> TASK OBJECTIVE
Line for line, return the data exactly, omitting all pictures.

[DATA UNDER STUDY — start]

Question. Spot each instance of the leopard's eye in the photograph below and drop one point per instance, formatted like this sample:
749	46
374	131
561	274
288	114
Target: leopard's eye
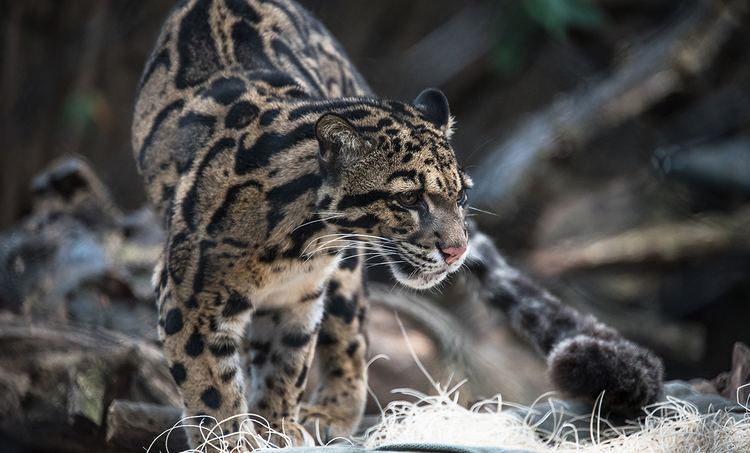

[DATA UNDER STUDY — finish]

> EXERCISE SOLUTION
Question. Spot each instance of the leopard's eye in the photograph below and drop one point per instance, formatted like this sample:
749	46
374	131
561	274
288	114
Target: leopard's eye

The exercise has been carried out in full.